▶ _Records shown_
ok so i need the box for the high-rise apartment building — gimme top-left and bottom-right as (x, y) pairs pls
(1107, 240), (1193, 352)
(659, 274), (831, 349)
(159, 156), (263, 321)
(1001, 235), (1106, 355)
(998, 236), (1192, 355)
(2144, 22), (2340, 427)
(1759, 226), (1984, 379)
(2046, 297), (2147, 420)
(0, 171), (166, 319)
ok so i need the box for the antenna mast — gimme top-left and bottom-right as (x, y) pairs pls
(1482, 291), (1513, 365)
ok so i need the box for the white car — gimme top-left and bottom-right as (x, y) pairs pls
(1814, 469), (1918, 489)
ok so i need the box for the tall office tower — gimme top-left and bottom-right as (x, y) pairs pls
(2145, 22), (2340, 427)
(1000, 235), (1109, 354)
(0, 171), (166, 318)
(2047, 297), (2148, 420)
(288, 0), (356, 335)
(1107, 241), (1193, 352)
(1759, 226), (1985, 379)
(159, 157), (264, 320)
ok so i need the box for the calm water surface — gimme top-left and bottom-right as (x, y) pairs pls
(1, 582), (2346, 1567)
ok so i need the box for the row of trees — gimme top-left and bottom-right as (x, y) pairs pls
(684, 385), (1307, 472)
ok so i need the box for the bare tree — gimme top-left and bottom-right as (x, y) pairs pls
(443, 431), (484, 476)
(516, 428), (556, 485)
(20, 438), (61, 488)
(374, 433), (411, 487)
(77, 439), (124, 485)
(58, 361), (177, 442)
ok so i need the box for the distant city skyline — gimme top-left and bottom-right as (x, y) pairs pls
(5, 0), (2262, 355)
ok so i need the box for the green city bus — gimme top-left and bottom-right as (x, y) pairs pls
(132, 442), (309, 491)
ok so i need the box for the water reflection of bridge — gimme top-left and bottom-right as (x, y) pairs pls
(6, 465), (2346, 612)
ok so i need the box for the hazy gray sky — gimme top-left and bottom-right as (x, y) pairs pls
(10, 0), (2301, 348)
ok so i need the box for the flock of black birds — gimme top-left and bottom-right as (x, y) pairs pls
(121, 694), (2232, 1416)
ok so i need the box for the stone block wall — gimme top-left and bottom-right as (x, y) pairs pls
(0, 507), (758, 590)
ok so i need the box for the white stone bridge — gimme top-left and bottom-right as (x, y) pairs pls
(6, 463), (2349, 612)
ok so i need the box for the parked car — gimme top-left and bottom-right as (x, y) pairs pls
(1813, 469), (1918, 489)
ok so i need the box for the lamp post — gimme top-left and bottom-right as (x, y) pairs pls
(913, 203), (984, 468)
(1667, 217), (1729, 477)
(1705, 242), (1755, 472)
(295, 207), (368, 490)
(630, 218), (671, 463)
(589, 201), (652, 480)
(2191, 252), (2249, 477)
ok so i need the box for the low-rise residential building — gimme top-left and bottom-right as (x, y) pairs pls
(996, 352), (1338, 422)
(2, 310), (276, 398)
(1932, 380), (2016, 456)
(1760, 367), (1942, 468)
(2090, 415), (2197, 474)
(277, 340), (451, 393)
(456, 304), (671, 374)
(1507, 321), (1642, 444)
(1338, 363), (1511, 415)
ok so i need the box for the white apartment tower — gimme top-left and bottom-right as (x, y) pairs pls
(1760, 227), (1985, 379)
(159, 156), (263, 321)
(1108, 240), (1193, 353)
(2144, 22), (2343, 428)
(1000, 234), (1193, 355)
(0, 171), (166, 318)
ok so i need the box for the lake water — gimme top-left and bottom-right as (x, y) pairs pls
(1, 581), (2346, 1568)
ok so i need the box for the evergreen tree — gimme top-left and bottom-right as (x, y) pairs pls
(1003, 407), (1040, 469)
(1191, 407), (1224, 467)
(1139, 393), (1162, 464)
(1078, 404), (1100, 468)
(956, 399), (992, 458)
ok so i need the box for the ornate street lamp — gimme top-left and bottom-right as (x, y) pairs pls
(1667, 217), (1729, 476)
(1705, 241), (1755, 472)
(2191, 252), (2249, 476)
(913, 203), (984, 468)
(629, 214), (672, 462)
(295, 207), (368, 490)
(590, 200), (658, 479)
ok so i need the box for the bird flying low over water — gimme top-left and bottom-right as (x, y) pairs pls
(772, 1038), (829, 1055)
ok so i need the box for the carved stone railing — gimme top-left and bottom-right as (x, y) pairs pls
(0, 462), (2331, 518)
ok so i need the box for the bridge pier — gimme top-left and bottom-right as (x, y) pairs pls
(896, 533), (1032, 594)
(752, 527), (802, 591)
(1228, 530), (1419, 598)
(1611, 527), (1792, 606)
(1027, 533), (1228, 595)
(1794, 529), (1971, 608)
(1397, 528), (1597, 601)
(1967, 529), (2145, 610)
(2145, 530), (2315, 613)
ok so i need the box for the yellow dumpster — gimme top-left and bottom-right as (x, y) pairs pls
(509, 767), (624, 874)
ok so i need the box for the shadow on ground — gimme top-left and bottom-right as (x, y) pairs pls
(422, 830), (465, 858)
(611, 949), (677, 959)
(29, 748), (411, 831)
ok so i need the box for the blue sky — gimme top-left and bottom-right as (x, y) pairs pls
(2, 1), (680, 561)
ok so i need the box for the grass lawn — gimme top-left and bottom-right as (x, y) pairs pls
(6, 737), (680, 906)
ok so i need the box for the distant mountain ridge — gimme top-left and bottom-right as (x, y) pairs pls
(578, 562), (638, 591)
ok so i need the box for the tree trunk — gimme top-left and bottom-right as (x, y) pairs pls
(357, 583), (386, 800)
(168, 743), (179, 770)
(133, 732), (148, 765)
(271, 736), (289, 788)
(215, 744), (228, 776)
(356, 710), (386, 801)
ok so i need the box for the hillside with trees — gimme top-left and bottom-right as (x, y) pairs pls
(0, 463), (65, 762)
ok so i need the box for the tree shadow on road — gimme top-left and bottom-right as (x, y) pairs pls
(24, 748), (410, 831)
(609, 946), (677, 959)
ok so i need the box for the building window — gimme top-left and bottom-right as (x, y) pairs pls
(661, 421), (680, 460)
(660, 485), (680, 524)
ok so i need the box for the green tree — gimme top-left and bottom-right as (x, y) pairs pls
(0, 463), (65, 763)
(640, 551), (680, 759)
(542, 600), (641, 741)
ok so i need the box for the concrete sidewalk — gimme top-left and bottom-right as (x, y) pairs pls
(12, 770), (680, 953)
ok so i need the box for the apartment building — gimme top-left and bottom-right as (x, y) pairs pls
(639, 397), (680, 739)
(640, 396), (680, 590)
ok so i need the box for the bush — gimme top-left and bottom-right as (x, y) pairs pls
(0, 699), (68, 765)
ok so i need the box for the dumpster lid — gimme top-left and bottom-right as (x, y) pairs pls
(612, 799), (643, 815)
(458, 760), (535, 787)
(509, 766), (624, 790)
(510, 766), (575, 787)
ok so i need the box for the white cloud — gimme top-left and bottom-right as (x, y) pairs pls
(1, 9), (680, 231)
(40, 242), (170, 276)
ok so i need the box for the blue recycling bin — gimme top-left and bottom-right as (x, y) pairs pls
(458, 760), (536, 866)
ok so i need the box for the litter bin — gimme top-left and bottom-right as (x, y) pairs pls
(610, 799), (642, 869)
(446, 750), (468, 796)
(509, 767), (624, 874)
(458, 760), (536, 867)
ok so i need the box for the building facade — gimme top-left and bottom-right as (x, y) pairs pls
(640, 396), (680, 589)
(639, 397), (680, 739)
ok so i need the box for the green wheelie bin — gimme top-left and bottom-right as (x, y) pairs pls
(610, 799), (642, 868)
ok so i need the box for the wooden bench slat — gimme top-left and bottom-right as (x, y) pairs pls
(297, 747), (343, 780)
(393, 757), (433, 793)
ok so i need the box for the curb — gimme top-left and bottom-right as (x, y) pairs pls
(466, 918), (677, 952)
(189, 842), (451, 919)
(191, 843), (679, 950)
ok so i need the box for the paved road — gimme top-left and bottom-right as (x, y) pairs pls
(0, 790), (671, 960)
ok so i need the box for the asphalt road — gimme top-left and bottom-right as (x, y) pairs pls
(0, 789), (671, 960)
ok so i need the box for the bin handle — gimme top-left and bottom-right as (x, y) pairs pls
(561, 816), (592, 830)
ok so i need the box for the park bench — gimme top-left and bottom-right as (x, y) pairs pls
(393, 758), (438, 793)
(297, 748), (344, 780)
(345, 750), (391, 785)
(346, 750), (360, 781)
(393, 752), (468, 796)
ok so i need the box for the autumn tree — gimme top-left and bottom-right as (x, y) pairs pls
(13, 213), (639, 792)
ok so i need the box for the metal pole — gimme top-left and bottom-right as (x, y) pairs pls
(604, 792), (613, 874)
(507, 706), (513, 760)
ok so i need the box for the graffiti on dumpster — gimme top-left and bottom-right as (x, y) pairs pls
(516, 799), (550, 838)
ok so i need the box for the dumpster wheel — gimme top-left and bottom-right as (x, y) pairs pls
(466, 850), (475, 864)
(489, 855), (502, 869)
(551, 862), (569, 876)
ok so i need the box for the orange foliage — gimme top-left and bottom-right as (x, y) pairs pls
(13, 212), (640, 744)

▶ _What you should do_
Nothing but the lines from the one with "ok so i need the box for the paved" through the end of the data above should be reproduced, each exactly, both ends included.

▶ _Completed exercise_
ok so i need the box for the paved road — gimme top-left and bottom-right as (x, y) pairs pls
(0, 790), (671, 960)
ok so i need the box for the asphalt road — gimme top-left and bottom-right as (x, y) pairs pls
(0, 789), (671, 960)
ok so i need the box for the bin handle — gimme top-left and bottom-right as (x, y) pairs pls
(561, 816), (592, 830)
ok so i need the box for the park bench — gimme top-left and bottom-right as (x, y) pairs pls
(393, 758), (438, 793)
(297, 748), (344, 780)
(345, 750), (391, 785)
(346, 750), (360, 781)
(393, 752), (468, 796)
ok so i need the box for the autumn tree — gimme top-left and bottom-right as (x, y) pairs pls
(13, 213), (639, 792)
ok so i need the box for the metal pole — gimme top-left and bottom-right as (x, y) pairs pls
(604, 792), (613, 874)
(507, 706), (513, 760)
ok so i need the box for the graffiti on dumpster — gimme top-left and bottom-right as (x, y) pairs pls
(516, 799), (550, 838)
ok so i need the box for the dumpster wheel — gimme top-left and bottom-right as (x, y) pairs pls
(466, 850), (475, 864)
(489, 855), (502, 869)
(551, 862), (569, 876)
ok so i need the box for the orange foliage — gimme top-left and bottom-right as (x, y) pairs pls
(13, 212), (640, 744)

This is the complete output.